[MATERIAL PROVIDED Boundary: Start]

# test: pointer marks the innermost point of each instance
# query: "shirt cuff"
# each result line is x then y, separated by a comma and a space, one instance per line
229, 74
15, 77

[MATERIAL PROVIDED Boundary: End]

YOUR GOAL
Using the listing above, retype each line exactly.

PROBLEM SOLUTION
# test: pointer marks the innermost point of each instance
# query: "shirt cuff"
# each result line is x then y, separated by a comma and a space, one instance per line
229, 74
15, 77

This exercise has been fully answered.